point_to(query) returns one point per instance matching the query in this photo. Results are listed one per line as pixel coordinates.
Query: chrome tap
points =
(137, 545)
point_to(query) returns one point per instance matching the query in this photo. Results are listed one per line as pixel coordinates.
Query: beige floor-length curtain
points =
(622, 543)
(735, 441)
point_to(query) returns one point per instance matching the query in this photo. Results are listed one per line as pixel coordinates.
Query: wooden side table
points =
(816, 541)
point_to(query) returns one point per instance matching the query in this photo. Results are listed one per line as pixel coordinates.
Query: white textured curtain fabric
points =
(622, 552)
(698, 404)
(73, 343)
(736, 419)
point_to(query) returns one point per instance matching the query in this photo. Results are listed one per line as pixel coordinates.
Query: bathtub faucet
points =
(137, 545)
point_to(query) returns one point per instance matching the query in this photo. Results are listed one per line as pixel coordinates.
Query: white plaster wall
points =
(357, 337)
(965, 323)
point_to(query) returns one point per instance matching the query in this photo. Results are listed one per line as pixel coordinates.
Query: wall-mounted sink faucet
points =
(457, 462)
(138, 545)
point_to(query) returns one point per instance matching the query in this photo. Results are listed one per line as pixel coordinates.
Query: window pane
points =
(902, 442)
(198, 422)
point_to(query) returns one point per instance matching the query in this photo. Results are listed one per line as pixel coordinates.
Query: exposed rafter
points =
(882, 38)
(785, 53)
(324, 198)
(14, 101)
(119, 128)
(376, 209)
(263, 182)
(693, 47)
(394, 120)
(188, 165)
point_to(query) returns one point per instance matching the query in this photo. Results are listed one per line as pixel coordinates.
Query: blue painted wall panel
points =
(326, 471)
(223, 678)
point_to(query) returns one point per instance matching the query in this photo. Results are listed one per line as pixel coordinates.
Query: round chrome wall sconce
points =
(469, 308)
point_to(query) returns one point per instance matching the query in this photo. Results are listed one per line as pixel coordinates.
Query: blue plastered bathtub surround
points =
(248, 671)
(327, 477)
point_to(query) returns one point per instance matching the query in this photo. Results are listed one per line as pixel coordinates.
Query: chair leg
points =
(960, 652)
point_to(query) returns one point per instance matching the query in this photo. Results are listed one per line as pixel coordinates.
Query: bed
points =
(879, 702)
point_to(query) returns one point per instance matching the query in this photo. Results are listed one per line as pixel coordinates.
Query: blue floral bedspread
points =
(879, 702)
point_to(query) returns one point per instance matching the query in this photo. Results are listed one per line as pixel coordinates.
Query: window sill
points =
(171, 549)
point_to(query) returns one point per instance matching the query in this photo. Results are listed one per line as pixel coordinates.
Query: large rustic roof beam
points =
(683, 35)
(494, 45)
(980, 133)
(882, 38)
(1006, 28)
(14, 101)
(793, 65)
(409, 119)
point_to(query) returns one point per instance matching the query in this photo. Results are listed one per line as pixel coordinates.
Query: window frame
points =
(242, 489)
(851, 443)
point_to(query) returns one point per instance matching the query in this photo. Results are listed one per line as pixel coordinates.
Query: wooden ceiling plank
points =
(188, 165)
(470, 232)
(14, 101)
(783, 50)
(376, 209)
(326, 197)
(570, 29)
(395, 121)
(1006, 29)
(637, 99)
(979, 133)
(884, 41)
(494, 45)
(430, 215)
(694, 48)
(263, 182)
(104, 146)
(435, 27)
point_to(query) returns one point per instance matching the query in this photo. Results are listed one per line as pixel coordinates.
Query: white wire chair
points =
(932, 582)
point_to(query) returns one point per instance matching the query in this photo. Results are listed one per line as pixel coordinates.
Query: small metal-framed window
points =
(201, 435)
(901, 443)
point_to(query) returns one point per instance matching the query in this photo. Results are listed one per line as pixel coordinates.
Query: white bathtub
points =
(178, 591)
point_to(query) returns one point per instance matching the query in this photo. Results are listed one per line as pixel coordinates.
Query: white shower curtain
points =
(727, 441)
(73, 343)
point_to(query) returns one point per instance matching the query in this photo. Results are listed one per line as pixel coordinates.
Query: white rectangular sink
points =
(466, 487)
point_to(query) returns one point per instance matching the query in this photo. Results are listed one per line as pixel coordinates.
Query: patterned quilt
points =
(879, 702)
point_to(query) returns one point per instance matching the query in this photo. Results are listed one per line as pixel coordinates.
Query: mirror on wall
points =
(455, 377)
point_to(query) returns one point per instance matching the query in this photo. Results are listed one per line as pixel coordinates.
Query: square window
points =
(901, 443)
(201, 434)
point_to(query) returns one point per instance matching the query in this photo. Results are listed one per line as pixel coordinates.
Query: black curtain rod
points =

========

Every record above needs to be repeated word for word.

point_to(query) returns one point per instance matching the query in this photo. Results are listed one per line as pixel coordinates.
Query: chrome tap
points =
(137, 545)
point_to(query) returns one point per instance matching the query in this photo. Results are listed one per line as pixel coordinates.
Query: beige floor-length curtain
points =
(622, 543)
(735, 441)
point_to(query) returns one point per instance matching the query in this photo. Results are listed one per line as pixel coordinates.
Query: wooden side table
points =
(816, 541)
point_to(query) returns one point per instance matching the query in this photo. Results are listed one per line as pixel coordinates.
Query: white textured curtain fabric
points =
(622, 552)
(698, 404)
(73, 343)
(736, 419)
point_to(query) returns one point per instance matching the query in this photo. Results are listed one per line as pixel coordinates.
Query: bathtub faucet
points =
(137, 545)
point_to(query) returns one point per instance matching the query in this photo. Results are listed one per line as pixel coordinates.
Query: white plaster wall
points =
(357, 337)
(965, 323)
point_to(query) returns one point per instance matching the query in this photo. Results are listed one per line as pixel coordinates.
Query: wall-mounted sink faucet
points =
(457, 462)
(138, 545)
point_to(query) returns one point per instance matching the query in this photo. Results are listed one per line as pixel coordinates.
Query: window pane
points =
(902, 442)
(198, 422)
point_to(query) returns one point per instance matching the query in this photo. Results are listed one per line as pixel coordinates.
Query: exposed rafter
points =
(882, 38)
(785, 53)
(324, 198)
(14, 101)
(119, 128)
(376, 209)
(263, 182)
(693, 47)
(394, 120)
(188, 165)
point_to(query) returns one point per instance matching the query in this photo. Results are listed one per line as pixel coordinates.
Query: blue painted wall panel
points =
(326, 471)
(223, 678)
point_to(query) returns one point per instance matching the query in this photo. Results are listed one per line as pixel coordinates.
Query: round chrome wall sconce
points =
(469, 308)
point_to(query) returns one point per instance matching the query in this photo. Results are listed one per line as pixel coordinates.
Query: blue plastered bathtub surround
points =
(248, 671)
(327, 477)
point_to(query) returns one point per instance matching the query in this photo. Results are listed one per line as pixel coordinates.
Query: chair leg
points =
(960, 652)
point_to(query) returns one point per instance matching the query in this photo. Results are listed one per line as pixel coordinates.
Query: bed
points =
(879, 702)
point_to(query) returns one point per instance matching the query in this photo. Results are listed one per line as pixel coordinates.
Query: blue floral bedspread
points =
(879, 702)
point_to(query) returns one point per instance matching the query in this photo. Results are listed one per line as pixel coordinates.
Query: window sill
points =
(171, 549)
point_to(query) returns one point per instance matching the query in this photo. Results are listed one per line as pixel coordinates.
Query: large rustic roof beam
points =
(683, 35)
(494, 45)
(980, 133)
(882, 38)
(1006, 28)
(14, 101)
(793, 65)
(409, 119)
point_to(query) returns one point per instance matching the query in this photo. Results are listed one per line as pixel coordinates.
Query: window frame
points =
(242, 489)
(851, 443)
point_to(query) returns one point per instance matching the query in this photo. Results are listed one per line as pixel coordinates.
Query: wooden ceiling plank
points =
(188, 165)
(470, 232)
(14, 101)
(783, 50)
(376, 209)
(326, 197)
(570, 29)
(395, 121)
(1006, 29)
(637, 99)
(979, 133)
(884, 41)
(494, 45)
(430, 215)
(694, 48)
(263, 182)
(104, 146)
(435, 27)
point_to(query) returns one point per instance matching the query in this photo. Results are listed one per line as pixel coordinates.
Query: white wire chair
points =
(932, 582)
point_to(query) returns one point per instance matching the query in this photo. Results are listed one per line as pixel coordinates.
Query: small metal-framed window
points =
(201, 435)
(901, 443)
point_to(query) returns one point per instance matching the query in this photo. Results are listed one per line as pixel coordinates.
Query: white bathtub
points =
(178, 591)
point_to(query) returns one point per instance matching the query in this photo. Results are listed one per line as pixel coordinates.
Query: white shower curtain
points =
(727, 441)
(73, 343)
point_to(query) returns one point per instance matching the query in this photo. Results are listed one per line as pixel coordinates.
Query: white rectangular sink
points =
(466, 487)
point_to(query) returns one point per instance matching the query in this photo. Results are listed one per line as pixel coordinates.
Query: patterned quilt
points =
(879, 702)
point_to(query) returns one point per instance matching the query in this photo. Results are listed one per line as pixel coordinates.
Query: mirror on wall
points =
(455, 377)
point_to(query) returns one point per instance matching the query in this photo. Results are listed one per line as pixel coordinates.
Query: square window
points =
(901, 443)
(201, 434)
point_to(query) returns one point per instance matching the query in this photo. Results are listed one per line as pixel coordinates.
Query: black curtain rod
points =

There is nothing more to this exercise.